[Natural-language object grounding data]
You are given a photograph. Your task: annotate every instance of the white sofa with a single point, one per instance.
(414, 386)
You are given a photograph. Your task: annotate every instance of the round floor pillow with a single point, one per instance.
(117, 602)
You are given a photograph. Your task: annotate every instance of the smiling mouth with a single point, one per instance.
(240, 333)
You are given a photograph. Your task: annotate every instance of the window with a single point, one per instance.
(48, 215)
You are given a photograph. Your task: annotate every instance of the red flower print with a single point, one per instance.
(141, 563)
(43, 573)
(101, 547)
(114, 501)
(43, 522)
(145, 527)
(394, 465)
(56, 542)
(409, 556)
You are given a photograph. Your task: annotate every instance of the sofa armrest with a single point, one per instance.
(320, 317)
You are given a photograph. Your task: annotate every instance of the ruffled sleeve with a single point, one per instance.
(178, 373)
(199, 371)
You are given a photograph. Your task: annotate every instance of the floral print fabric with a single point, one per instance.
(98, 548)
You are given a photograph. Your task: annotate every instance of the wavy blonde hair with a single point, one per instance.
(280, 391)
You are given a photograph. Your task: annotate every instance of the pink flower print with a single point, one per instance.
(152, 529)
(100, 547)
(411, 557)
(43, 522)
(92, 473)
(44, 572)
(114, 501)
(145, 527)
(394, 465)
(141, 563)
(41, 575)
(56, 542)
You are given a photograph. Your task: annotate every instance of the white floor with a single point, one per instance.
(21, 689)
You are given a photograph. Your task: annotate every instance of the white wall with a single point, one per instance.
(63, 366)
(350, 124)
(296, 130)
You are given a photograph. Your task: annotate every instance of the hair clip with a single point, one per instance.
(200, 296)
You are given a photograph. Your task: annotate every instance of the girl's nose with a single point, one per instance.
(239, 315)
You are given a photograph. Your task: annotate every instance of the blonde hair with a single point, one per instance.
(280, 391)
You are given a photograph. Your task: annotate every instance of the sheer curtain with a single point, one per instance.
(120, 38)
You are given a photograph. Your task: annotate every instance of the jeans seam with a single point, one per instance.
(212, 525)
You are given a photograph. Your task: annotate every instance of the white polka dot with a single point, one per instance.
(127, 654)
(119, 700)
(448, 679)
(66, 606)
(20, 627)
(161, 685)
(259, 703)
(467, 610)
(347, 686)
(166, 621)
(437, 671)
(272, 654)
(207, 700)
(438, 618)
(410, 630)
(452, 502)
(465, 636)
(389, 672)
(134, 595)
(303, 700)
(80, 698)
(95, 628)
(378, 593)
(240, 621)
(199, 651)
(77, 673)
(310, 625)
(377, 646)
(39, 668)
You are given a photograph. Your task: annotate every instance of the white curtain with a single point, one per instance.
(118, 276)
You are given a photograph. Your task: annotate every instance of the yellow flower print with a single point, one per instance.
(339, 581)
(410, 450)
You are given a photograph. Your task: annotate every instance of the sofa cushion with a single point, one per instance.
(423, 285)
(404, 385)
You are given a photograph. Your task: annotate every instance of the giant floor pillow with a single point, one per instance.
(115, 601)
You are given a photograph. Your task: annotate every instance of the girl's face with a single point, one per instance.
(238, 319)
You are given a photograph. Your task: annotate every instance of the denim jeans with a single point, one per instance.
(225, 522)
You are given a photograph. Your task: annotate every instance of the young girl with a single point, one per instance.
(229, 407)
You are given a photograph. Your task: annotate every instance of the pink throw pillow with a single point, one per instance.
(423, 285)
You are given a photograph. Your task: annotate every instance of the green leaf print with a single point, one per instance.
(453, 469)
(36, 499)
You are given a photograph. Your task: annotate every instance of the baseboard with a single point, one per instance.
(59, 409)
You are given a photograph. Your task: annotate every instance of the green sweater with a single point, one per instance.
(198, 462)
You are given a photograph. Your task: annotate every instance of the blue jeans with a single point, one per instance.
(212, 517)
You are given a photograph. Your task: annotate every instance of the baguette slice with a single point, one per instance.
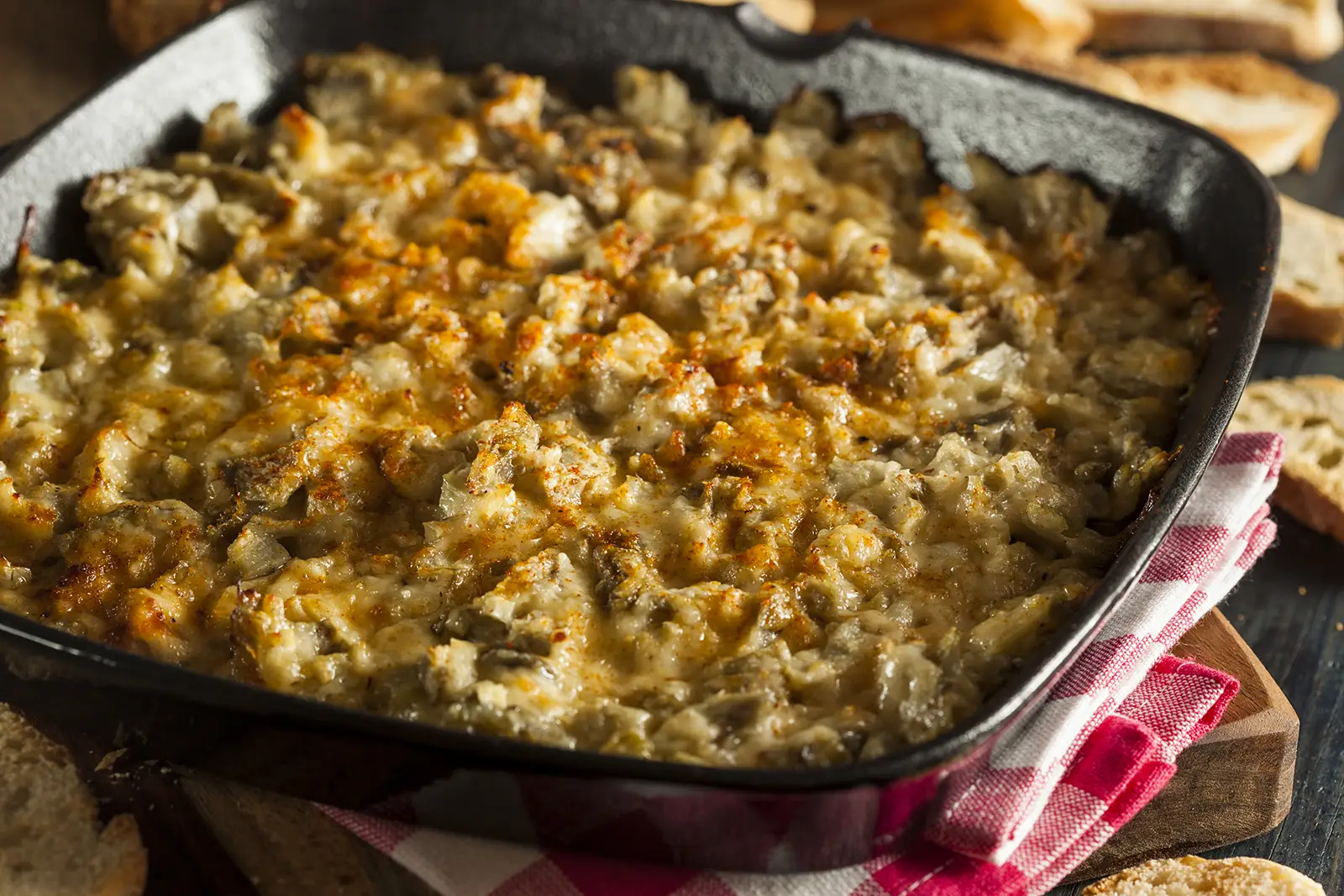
(1085, 69)
(50, 840)
(1265, 109)
(1194, 876)
(1310, 414)
(1303, 29)
(1052, 29)
(1310, 284)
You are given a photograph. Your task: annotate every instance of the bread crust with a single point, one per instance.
(1168, 24)
(1218, 876)
(1310, 506)
(51, 837)
(1310, 282)
(1294, 316)
(1273, 148)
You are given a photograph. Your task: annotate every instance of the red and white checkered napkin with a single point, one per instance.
(1050, 793)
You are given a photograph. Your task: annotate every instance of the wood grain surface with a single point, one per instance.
(221, 840)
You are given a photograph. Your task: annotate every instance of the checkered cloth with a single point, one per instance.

▶ **Task goal**
Every entry above should be restated word for word, with the images left out.

▶ **Solution to this task**
You are given a photograph. Your task: annotate every instance of the white sofa with a single point, one per instance.
(414, 386)
You are given a photograph. Your task: annotate every instance of the round floor pillow with a single point, one per instance.
(117, 602)
You are given a photograph. Your task: annotate every instance of the smiling mouth with a single point, one per instance.
(240, 333)
You are given a photograph. Your task: annotate every instance of the window with a single point, one per instance.
(48, 215)
You are given a photograph. Your task: annotate every instance of the red flower print with a single point, one per instance.
(141, 563)
(43, 573)
(101, 547)
(114, 501)
(43, 522)
(145, 527)
(394, 465)
(56, 542)
(409, 556)
You are given a photograph. Your task: annotate every instance of the sofa armrest with a single point, one per instance.
(320, 317)
You are given a photograph. Your task: annotate every instance of the ruffled sleeve with a single point, one per instance.
(178, 373)
(199, 371)
You are given a photograph. Your task: annotate every instance of the floral print fabric with a single point, one per instance.
(98, 548)
You are given a photograph. Your task: annotate every instance of the wavy blonde hair with a single point, one per instance.
(280, 391)
You are given a photograph. Your task: annotate every instance of the pink flower print with a single point, one per instance.
(152, 529)
(100, 547)
(411, 557)
(43, 522)
(92, 473)
(44, 572)
(114, 501)
(145, 527)
(394, 465)
(141, 563)
(41, 575)
(56, 542)
You are given a photograph. Your task: annotate every instance of the white floor with a single point, one per instance.
(21, 689)
You are given a photograph. Your task: annotate every instance of the white wall with a single point, one per instance.
(63, 366)
(350, 124)
(296, 130)
You are given a photograph. Your task: annotate every instance of the hair clip with a single point, one per instance.
(200, 296)
You are given a photograph. Your task: annotate every instance of the girl's nose with a single point, one per instance.
(239, 315)
You are given a photograph. Your task: annotate every instance of the blonde hair with a single point, one per instance.
(280, 391)
You are given a photograph. Your task: annotate every instance of the sheer curtain with a single point, one per instance.
(120, 38)
You are given a photograph. Your task: annotate every instance of the jeans seam with a single point, one per instance.
(212, 525)
You are given a photograph. Your task: annotate every instance of the white polka dot with a single point, one per instance.
(127, 654)
(119, 700)
(448, 679)
(66, 606)
(20, 627)
(161, 685)
(259, 703)
(467, 610)
(347, 686)
(166, 621)
(437, 671)
(272, 654)
(207, 700)
(438, 618)
(410, 630)
(452, 502)
(465, 636)
(389, 672)
(134, 595)
(303, 700)
(80, 698)
(95, 628)
(378, 593)
(240, 621)
(199, 651)
(77, 673)
(310, 625)
(377, 646)
(39, 668)
You are given a photograph. Your task: annotate every instance of the white curtain with a single point, one per instance.
(118, 276)
You are given a photograph. Your task: annotate every instance of the yellow flower print with a single point, one per instance.
(339, 581)
(410, 450)
You are given a photograph. Your task: annotate every instance of the sofa cushion with a single point, one per instance.
(423, 285)
(404, 385)
You are given a photograph. Your task: annotate every instance of the giant floor pillow with a single point, one per instance.
(115, 601)
You are given a photograph. Your task: annotate every instance of the girl's face with a single point, one per instance.
(238, 319)
You are given a photograph. Your task: annotate every instance of the denim jeans with a single point, one per instance.
(225, 522)
You are given a photograph. Your task: annotate every instance of the young girl with a single point, one per instance.
(229, 407)
You are given a photograph. Your task: annotate every instance of the pink throw pillow with a single point, one per instance.
(423, 285)
You are given a photograph. Your task: annotate every instance of the green leaf print with a single point, one per instance.
(453, 469)
(36, 499)
You are given a photograph. Your task: annotate every instance of the baseboard with a single point, one per instance.
(59, 409)
You are given a photograph. Your task: annotate every instance of the green sweater with a single point, one per instance.
(198, 462)
You are given a photograph. Your task: annotate every instance of the blue jeans with a single point, one per instance.
(212, 517)
You are given a photograph. Your task: annotate every instance of the baguette slice with a single point, one per instance.
(1085, 69)
(50, 840)
(1265, 109)
(1194, 876)
(1310, 414)
(1303, 29)
(1052, 29)
(1310, 284)
You are given a photograph. Your task: annotate every instance of the bread crust with a single point, one per instance.
(1168, 24)
(1218, 876)
(1310, 506)
(51, 837)
(1310, 282)
(1294, 316)
(1273, 148)
You are given a photograph. Your task: annotate every instance of the red and white checkered napkin with a single point, one per instance.
(1050, 793)
You are given a photograph. Your task: annotate every instance of the wood grain surface with a single point, one per instance.
(221, 840)
You are given a photograph. Your task: annotate every instance of the checkered cloth with a single point, one per instance.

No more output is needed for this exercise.